**Problem to work on**. Copy exactly the line that contains "Point out every instance of the red" plus all remaining lines of the data, and leave out every line before it.

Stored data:
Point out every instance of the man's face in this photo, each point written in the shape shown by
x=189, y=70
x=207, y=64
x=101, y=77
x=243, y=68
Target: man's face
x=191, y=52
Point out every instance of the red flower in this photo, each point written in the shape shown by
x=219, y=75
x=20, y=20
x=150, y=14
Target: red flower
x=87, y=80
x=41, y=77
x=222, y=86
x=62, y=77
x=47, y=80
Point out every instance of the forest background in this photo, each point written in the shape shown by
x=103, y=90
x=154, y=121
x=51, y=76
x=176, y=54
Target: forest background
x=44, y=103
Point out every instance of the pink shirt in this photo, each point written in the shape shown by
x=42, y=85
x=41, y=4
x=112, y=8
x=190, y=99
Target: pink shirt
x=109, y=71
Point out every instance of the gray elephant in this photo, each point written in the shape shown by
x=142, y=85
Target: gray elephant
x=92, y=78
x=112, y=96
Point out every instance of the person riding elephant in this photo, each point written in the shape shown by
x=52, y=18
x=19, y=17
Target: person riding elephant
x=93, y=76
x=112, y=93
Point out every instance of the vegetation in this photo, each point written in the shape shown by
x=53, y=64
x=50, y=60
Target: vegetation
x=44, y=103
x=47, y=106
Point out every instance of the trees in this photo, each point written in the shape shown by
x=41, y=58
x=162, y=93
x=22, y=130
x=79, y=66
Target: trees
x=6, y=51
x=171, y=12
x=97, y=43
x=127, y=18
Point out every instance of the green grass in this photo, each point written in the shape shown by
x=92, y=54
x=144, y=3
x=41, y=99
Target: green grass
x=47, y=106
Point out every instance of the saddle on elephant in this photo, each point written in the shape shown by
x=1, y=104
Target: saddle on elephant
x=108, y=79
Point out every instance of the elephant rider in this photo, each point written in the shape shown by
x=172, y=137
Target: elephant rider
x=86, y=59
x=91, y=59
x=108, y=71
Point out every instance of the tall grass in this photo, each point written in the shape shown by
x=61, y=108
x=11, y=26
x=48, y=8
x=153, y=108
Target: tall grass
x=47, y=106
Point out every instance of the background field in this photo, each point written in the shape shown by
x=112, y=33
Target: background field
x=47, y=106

**Expected answer**.
Point out every instance of the red flower in this photo, each point written in the shape shown by
x=219, y=75
x=20, y=20
x=150, y=14
Target: red flower
x=87, y=80
x=41, y=77
x=222, y=86
x=62, y=77
x=47, y=80
Point out every instance of the forest background in this photo, each point written in the shape shown by
x=103, y=90
x=154, y=121
x=51, y=76
x=176, y=54
Target: forest background
x=44, y=103
Point out every instance of the pink shirt in this photo, each point written in the shape shown by
x=42, y=85
x=41, y=4
x=112, y=8
x=190, y=99
Target: pink shirt
x=109, y=71
Point out every instance of the gray elephant in this photo, each point written in the shape shown by
x=142, y=85
Target: gray elephant
x=92, y=78
x=112, y=96
Point out every instance of the person riding elephant in this photo, each point written in the shape shown by
x=52, y=18
x=19, y=17
Target: person riding elephant
x=93, y=76
x=112, y=93
Point out every instance of the vegetation in this photo, each point written in the shape shown by
x=53, y=64
x=50, y=60
Target: vegetation
x=44, y=103
x=47, y=106
Point out every instance of the trees in this photo, each point written in the shape shown by
x=41, y=58
x=162, y=93
x=22, y=130
x=79, y=66
Target: trees
x=6, y=51
x=171, y=12
x=97, y=43
x=127, y=18
Point out every instance of the green grass in this photo, each point written in the shape shown by
x=92, y=54
x=144, y=3
x=41, y=99
Target: green grass
x=47, y=106
Point out every instance of the saddle on elephant in this photo, each point written in the shape shown by
x=1, y=104
Target: saddle on elephant
x=108, y=79
Point out every instance of the elephant rider in this photo, each point written in the shape shown by
x=172, y=137
Target: elephant rider
x=86, y=59
x=91, y=59
x=108, y=71
Point out every instance of the tall grass in this photo, each point written in the shape shown by
x=61, y=108
x=11, y=26
x=48, y=8
x=153, y=108
Target: tall grass
x=47, y=106
Point out every instance of the background field in this photo, each point written in the shape shown by
x=112, y=33
Target: background field
x=47, y=106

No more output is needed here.